DATA SUPPLIED →
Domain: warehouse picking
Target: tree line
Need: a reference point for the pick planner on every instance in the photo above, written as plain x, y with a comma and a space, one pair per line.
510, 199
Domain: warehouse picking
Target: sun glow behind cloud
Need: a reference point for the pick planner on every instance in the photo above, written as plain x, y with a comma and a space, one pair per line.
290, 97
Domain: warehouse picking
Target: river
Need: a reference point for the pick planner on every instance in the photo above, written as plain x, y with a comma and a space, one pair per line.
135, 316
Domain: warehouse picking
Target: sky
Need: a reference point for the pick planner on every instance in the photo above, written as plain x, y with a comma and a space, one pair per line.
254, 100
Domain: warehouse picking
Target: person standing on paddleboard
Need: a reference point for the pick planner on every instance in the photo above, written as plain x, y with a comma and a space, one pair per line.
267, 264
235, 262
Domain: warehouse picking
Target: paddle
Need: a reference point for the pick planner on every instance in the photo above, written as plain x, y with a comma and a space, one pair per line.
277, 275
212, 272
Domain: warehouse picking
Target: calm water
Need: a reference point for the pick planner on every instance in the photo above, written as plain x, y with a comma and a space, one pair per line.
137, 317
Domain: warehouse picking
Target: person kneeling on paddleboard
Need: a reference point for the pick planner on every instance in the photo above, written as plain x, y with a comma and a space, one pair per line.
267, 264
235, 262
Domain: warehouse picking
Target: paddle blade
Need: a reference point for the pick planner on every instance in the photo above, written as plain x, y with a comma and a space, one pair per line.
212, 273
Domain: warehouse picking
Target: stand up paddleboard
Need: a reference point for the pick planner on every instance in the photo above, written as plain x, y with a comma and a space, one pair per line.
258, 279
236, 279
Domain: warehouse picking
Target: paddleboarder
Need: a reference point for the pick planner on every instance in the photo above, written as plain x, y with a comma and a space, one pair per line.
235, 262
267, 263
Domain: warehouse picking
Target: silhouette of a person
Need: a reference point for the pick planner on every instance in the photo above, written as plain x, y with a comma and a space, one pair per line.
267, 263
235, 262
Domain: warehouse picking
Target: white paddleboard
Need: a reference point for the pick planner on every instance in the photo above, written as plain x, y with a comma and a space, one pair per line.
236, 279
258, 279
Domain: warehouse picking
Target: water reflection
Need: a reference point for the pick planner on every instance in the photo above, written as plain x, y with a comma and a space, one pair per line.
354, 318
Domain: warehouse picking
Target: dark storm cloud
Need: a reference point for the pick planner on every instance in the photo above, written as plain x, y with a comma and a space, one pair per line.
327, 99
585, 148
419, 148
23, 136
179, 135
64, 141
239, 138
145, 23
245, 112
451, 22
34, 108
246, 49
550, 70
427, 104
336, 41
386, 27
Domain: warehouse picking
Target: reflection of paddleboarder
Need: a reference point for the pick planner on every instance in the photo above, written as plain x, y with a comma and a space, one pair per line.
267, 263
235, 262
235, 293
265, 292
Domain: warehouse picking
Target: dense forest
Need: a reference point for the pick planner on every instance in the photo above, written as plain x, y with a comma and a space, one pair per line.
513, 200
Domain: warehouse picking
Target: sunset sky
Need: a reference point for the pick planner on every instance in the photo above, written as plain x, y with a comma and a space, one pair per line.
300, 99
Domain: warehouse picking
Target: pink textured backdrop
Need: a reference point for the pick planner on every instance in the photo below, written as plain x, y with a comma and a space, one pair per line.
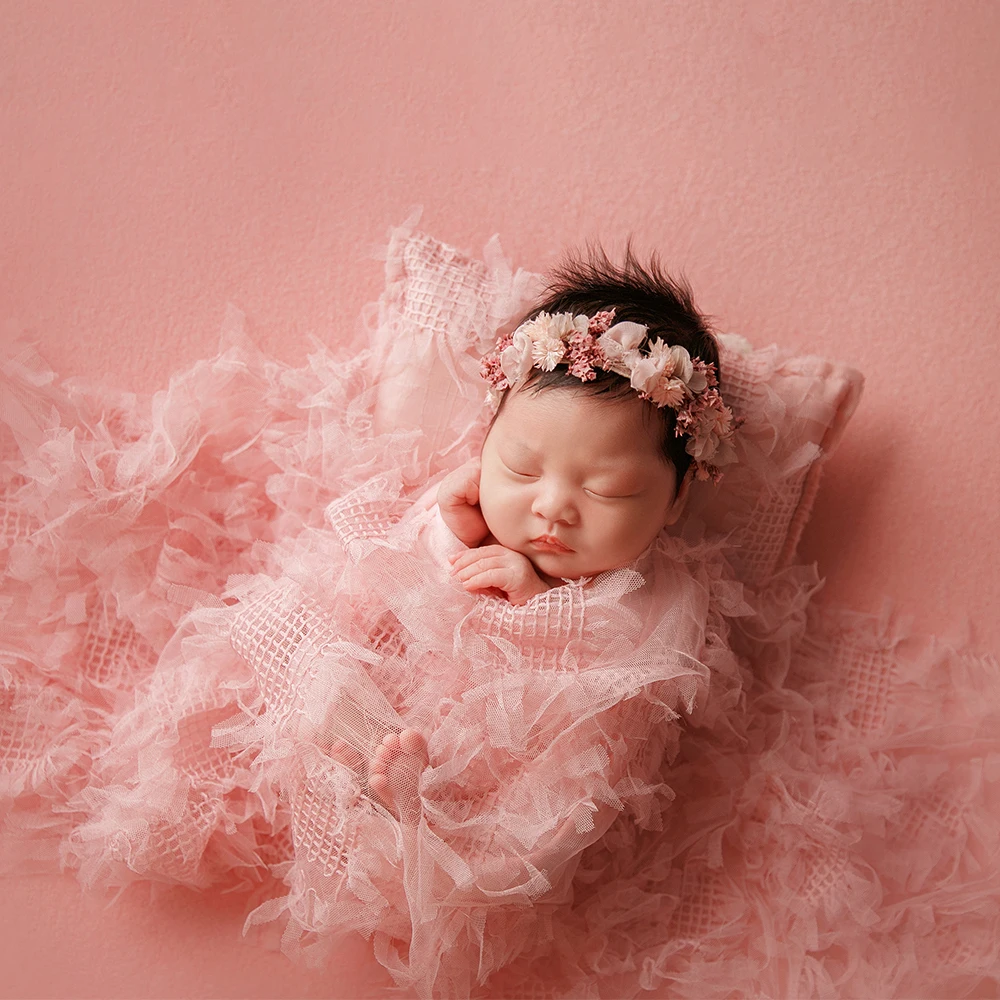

EXERCISE →
Report how many lines in the items above contain the string "water", treating uppercase and lowercase as distinct, and give the number alone.

CORRECT ANSWER →
2